**WHAT YOU NEED TO DO:** How many lines in the material below contain the word "lawn"? Case counts. Reply with the number alone.
-- begin SUPPLIED MATERIAL --
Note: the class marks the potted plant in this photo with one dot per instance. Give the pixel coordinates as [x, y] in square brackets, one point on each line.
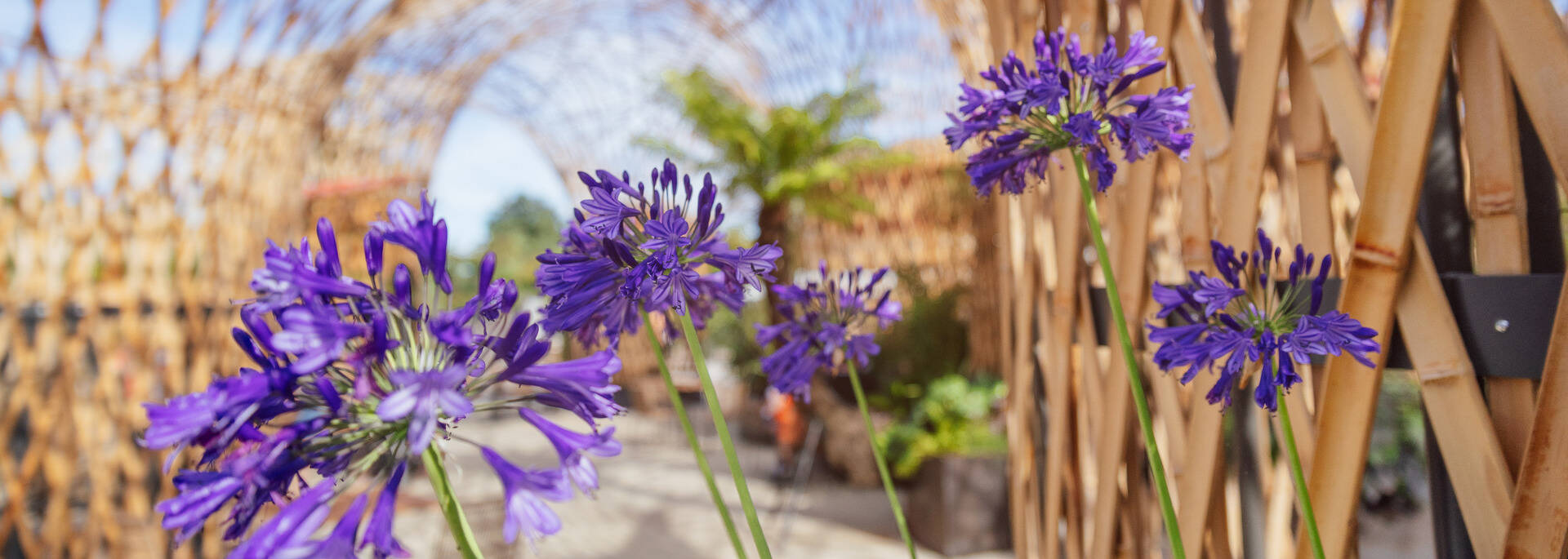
[957, 461]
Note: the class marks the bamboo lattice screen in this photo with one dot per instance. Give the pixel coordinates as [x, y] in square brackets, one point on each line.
[141, 171]
[1302, 153]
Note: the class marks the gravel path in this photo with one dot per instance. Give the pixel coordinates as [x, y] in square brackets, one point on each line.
[651, 503]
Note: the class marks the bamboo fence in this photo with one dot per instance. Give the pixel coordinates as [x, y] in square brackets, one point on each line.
[138, 185]
[1300, 153]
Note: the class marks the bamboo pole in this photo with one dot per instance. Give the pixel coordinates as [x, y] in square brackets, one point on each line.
[1448, 383]
[1535, 47]
[1540, 514]
[1496, 185]
[1314, 157]
[1338, 82]
[1416, 61]
[1254, 113]
[1058, 373]
[1128, 262]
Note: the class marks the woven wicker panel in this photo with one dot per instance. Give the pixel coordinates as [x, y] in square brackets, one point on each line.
[140, 171]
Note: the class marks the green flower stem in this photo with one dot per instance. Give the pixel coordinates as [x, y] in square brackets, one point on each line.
[882, 465]
[468, 545]
[1134, 376]
[697, 448]
[1308, 517]
[724, 436]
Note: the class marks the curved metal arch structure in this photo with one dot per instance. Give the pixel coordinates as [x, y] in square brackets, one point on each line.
[146, 149]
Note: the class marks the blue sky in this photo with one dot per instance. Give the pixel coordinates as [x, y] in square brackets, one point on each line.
[487, 160]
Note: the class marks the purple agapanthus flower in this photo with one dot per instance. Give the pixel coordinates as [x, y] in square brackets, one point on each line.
[642, 250]
[526, 490]
[1239, 318]
[825, 325]
[1067, 99]
[354, 379]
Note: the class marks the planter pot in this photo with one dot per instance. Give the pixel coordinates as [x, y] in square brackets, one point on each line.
[959, 504]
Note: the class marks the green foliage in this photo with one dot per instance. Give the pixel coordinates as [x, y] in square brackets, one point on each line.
[954, 417]
[519, 232]
[782, 153]
[929, 342]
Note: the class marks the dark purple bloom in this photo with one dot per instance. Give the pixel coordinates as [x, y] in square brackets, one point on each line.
[574, 448]
[639, 250]
[1063, 100]
[378, 531]
[823, 327]
[358, 379]
[1084, 129]
[1239, 318]
[289, 533]
[422, 233]
[526, 494]
[422, 398]
[292, 274]
[315, 335]
[341, 542]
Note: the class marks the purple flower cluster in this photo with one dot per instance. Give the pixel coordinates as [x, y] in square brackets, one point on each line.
[1241, 318]
[356, 379]
[1067, 99]
[640, 250]
[823, 326]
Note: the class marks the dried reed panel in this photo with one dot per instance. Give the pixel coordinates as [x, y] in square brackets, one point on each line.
[137, 190]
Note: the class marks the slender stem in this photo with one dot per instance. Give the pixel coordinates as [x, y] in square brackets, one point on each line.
[468, 545]
[882, 464]
[697, 448]
[724, 436]
[1298, 478]
[1134, 376]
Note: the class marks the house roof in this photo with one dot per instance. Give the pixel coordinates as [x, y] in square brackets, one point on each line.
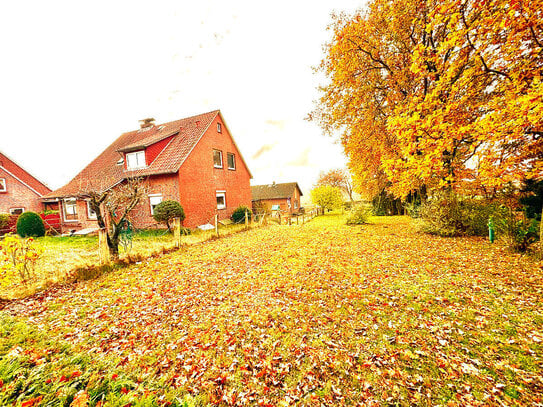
[274, 191]
[15, 170]
[106, 170]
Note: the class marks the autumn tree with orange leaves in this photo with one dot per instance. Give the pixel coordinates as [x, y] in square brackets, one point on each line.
[338, 178]
[440, 95]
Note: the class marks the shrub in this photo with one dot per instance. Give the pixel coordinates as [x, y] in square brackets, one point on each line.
[413, 209]
[358, 216]
[30, 224]
[17, 259]
[166, 211]
[476, 215]
[4, 221]
[442, 216]
[447, 215]
[238, 216]
[327, 197]
[518, 232]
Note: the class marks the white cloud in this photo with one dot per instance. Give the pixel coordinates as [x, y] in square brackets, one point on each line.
[76, 75]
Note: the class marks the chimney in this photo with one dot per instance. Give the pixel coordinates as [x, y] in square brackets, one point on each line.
[149, 122]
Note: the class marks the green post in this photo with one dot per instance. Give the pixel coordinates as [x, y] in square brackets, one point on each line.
[491, 230]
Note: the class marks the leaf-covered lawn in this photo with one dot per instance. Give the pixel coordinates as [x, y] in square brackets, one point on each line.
[303, 315]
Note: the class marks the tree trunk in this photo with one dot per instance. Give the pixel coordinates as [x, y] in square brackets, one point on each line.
[541, 234]
[113, 243]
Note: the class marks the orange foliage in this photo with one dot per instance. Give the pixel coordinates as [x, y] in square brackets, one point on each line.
[442, 94]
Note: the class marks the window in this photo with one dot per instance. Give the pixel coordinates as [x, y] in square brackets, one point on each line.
[90, 212]
[217, 158]
[221, 199]
[154, 200]
[135, 160]
[70, 209]
[231, 161]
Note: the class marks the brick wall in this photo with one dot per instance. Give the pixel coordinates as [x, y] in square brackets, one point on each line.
[18, 195]
[199, 180]
[165, 185]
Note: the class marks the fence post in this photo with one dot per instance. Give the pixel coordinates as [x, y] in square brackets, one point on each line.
[177, 231]
[103, 249]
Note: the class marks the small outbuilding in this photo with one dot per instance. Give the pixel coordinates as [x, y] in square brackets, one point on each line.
[285, 197]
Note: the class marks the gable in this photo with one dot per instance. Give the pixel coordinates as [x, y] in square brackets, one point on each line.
[22, 176]
[170, 143]
[274, 191]
[212, 138]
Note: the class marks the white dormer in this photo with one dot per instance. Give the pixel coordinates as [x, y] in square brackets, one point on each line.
[135, 160]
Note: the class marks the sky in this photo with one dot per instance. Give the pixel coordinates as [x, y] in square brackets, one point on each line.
[75, 75]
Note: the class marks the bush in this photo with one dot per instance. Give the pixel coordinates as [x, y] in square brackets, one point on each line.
[413, 209]
[447, 215]
[4, 221]
[30, 224]
[327, 197]
[518, 232]
[238, 216]
[166, 211]
[358, 216]
[17, 259]
[443, 216]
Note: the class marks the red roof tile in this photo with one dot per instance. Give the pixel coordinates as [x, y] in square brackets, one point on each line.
[105, 171]
[274, 191]
[23, 175]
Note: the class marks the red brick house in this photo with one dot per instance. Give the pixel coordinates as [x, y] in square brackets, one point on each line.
[286, 195]
[194, 161]
[19, 190]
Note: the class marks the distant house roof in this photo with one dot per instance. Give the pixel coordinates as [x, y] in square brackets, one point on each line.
[14, 169]
[274, 191]
[108, 169]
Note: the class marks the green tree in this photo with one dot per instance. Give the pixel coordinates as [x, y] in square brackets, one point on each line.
[166, 211]
[30, 224]
[327, 197]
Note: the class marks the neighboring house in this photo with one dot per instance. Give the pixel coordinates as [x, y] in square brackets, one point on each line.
[19, 191]
[287, 196]
[194, 161]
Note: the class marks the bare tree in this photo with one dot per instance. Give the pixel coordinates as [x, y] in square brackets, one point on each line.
[112, 206]
[339, 178]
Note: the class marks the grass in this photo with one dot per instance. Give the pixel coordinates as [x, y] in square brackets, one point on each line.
[64, 256]
[319, 314]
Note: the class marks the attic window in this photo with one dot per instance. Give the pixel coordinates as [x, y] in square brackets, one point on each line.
[217, 158]
[135, 160]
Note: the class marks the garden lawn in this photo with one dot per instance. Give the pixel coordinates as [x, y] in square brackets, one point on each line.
[309, 315]
[61, 255]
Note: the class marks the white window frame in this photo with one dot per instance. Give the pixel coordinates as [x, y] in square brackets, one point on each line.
[223, 195]
[90, 213]
[228, 161]
[139, 157]
[154, 197]
[64, 211]
[220, 153]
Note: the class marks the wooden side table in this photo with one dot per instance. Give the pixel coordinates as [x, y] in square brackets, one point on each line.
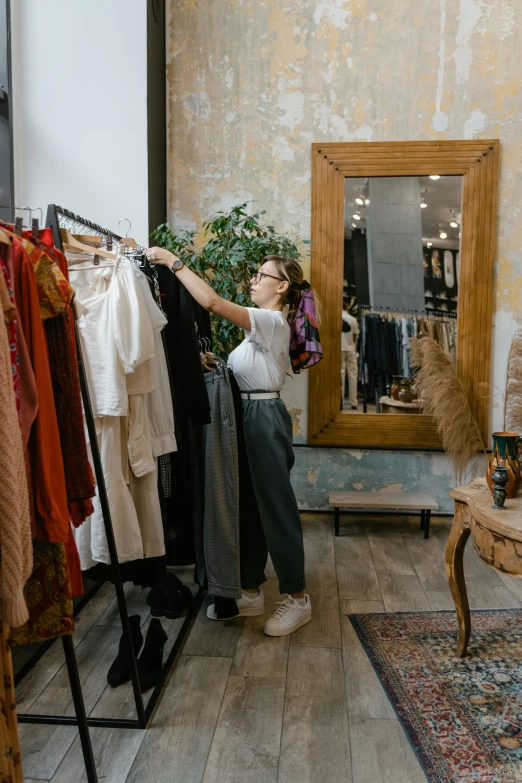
[497, 540]
[389, 405]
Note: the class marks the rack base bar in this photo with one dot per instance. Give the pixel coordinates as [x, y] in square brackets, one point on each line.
[70, 720]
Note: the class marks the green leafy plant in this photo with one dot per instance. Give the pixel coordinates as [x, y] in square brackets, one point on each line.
[234, 245]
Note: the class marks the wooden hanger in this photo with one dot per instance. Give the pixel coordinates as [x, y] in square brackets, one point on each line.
[70, 241]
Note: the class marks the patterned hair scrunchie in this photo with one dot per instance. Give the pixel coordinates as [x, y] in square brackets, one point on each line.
[305, 344]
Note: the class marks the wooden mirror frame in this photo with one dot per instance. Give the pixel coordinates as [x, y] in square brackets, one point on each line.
[477, 162]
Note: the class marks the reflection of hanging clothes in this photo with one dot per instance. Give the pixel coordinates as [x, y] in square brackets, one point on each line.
[435, 265]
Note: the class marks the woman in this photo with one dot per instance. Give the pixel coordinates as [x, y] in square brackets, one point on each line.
[260, 365]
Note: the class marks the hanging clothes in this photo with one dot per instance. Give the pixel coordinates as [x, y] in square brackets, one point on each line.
[385, 345]
[41, 292]
[15, 522]
[119, 345]
[79, 479]
[47, 473]
[184, 508]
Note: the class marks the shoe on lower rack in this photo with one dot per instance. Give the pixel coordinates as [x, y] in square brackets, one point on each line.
[150, 662]
[119, 673]
[290, 616]
[249, 605]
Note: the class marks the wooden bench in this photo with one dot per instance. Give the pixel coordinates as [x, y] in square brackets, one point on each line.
[402, 502]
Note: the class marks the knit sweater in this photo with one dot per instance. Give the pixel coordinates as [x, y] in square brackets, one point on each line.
[16, 552]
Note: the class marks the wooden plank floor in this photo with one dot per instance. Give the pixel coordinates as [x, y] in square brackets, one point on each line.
[243, 708]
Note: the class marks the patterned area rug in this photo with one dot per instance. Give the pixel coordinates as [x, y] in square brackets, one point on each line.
[463, 717]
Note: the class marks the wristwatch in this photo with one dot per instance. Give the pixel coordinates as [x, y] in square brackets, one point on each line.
[177, 265]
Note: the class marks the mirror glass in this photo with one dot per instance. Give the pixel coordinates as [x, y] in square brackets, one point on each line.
[401, 275]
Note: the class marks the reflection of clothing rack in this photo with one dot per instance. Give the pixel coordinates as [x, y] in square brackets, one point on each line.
[56, 218]
[384, 348]
[435, 313]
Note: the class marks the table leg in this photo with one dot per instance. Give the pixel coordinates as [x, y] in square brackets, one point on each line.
[455, 572]
[427, 520]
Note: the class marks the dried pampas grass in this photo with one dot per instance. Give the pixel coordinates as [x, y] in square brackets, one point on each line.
[444, 398]
[513, 400]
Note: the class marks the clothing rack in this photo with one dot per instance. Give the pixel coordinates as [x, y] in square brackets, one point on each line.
[435, 313]
[143, 712]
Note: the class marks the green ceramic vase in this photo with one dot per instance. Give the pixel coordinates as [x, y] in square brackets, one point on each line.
[505, 452]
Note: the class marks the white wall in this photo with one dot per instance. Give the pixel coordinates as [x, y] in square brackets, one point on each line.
[79, 99]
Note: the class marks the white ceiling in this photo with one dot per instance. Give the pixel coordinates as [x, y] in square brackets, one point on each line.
[442, 195]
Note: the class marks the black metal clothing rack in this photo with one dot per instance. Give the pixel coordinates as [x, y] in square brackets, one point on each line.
[143, 712]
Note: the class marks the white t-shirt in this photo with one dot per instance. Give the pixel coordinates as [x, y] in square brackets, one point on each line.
[349, 340]
[260, 362]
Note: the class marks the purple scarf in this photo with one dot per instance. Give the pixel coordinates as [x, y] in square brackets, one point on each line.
[305, 345]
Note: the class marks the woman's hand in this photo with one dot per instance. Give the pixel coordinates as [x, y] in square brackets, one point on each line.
[158, 255]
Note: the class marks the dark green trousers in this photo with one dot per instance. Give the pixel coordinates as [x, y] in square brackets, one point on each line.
[278, 529]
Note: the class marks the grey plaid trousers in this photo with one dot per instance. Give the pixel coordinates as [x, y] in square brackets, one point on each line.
[221, 521]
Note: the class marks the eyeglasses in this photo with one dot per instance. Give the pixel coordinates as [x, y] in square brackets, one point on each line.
[261, 276]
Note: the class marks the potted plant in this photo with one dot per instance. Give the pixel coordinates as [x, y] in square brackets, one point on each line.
[227, 253]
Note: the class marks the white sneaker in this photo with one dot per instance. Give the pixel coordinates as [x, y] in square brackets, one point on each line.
[249, 605]
[289, 617]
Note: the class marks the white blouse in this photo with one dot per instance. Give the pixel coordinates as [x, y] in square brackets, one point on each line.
[260, 362]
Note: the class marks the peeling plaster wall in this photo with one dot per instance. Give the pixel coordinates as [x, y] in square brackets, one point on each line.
[252, 84]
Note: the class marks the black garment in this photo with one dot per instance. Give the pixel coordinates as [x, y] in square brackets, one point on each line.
[182, 511]
[183, 350]
[145, 572]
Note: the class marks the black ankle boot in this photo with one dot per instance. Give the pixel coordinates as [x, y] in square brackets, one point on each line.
[169, 600]
[151, 659]
[119, 672]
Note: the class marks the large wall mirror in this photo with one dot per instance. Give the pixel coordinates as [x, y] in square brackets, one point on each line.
[403, 245]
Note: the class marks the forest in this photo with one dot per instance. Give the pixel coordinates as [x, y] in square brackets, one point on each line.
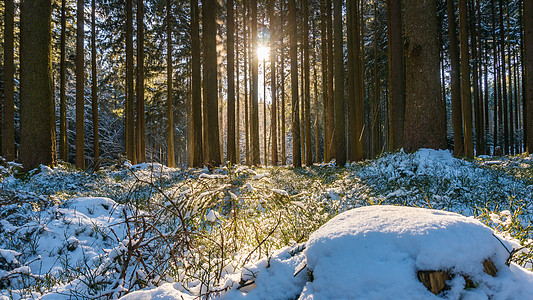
[266, 149]
[261, 82]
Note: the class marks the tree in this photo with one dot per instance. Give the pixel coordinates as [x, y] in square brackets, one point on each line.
[37, 124]
[170, 110]
[256, 159]
[94, 88]
[528, 53]
[307, 84]
[425, 117]
[340, 136]
[273, 115]
[80, 86]
[466, 97]
[212, 156]
[8, 119]
[457, 119]
[63, 139]
[232, 151]
[198, 154]
[130, 123]
[140, 131]
[396, 75]
[296, 147]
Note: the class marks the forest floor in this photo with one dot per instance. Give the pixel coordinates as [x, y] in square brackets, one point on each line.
[147, 231]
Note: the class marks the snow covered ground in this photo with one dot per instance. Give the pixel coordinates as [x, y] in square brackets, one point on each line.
[244, 232]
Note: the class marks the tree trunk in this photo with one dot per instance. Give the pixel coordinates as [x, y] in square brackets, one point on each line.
[457, 119]
[396, 75]
[170, 97]
[198, 153]
[80, 97]
[293, 33]
[212, 156]
[256, 158]
[273, 114]
[466, 97]
[94, 91]
[340, 138]
[528, 59]
[330, 110]
[130, 100]
[8, 118]
[140, 131]
[425, 114]
[37, 122]
[63, 139]
[231, 150]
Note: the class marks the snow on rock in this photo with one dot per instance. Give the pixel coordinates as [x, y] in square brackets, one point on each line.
[375, 252]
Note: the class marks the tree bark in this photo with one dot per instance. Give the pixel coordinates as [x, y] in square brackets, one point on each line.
[231, 150]
[466, 96]
[170, 96]
[528, 59]
[8, 118]
[457, 119]
[212, 156]
[130, 100]
[425, 114]
[94, 89]
[140, 131]
[80, 81]
[296, 147]
[340, 138]
[37, 122]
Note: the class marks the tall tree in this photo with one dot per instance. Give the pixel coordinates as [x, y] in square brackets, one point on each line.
[63, 139]
[140, 131]
[212, 156]
[466, 97]
[273, 114]
[94, 88]
[130, 101]
[170, 97]
[425, 114]
[8, 119]
[37, 124]
[80, 81]
[256, 158]
[528, 59]
[232, 151]
[457, 119]
[396, 74]
[198, 154]
[307, 84]
[296, 147]
[340, 134]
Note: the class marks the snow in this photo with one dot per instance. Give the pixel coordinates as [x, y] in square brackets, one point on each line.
[375, 252]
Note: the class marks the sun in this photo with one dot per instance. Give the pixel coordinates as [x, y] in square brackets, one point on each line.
[263, 52]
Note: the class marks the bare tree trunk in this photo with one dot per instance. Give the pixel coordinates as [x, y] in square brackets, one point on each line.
[296, 147]
[130, 105]
[37, 124]
[94, 91]
[528, 59]
[198, 156]
[170, 97]
[256, 158]
[466, 97]
[273, 114]
[457, 119]
[340, 138]
[231, 149]
[425, 114]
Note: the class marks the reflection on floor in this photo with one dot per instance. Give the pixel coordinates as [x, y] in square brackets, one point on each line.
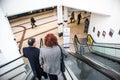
[83, 71]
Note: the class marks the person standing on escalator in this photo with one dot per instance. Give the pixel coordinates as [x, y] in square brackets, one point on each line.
[50, 57]
[32, 53]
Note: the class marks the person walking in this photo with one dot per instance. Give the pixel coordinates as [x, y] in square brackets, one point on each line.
[79, 18]
[50, 57]
[86, 23]
[72, 18]
[32, 53]
[33, 22]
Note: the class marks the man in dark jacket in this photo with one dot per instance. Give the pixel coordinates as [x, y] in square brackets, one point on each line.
[79, 18]
[33, 22]
[32, 53]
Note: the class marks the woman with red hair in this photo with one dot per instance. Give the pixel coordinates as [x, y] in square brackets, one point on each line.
[50, 57]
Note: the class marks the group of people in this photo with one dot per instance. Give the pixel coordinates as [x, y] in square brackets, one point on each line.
[45, 61]
[33, 21]
[86, 23]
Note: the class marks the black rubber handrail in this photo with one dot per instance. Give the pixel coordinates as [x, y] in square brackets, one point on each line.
[10, 62]
[12, 69]
[113, 75]
[110, 58]
[102, 43]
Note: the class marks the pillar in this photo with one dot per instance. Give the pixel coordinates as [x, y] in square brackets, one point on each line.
[60, 20]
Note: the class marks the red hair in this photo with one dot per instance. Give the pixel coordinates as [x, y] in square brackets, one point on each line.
[50, 40]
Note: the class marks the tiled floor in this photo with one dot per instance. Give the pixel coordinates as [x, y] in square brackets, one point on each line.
[46, 23]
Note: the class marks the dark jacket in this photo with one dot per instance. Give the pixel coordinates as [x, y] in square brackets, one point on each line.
[33, 20]
[32, 53]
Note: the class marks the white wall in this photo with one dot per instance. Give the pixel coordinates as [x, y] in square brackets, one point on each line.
[13, 7]
[95, 6]
[101, 22]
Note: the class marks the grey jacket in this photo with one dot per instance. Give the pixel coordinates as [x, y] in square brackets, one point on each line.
[51, 59]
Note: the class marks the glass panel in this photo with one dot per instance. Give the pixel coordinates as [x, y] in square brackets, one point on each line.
[102, 60]
[108, 51]
[83, 71]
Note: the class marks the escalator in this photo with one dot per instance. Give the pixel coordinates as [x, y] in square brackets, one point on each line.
[102, 54]
[80, 65]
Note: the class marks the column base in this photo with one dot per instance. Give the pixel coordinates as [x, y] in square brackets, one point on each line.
[60, 34]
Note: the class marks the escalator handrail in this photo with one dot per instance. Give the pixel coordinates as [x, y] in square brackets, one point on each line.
[10, 62]
[102, 43]
[106, 71]
[110, 58]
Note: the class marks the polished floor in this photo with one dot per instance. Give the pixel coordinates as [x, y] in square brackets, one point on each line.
[46, 23]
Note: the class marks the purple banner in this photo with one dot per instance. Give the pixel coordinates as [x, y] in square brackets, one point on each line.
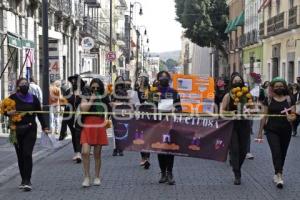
-- end SUPPLIED MATERIAL --
**ANSWER BELOW:** 2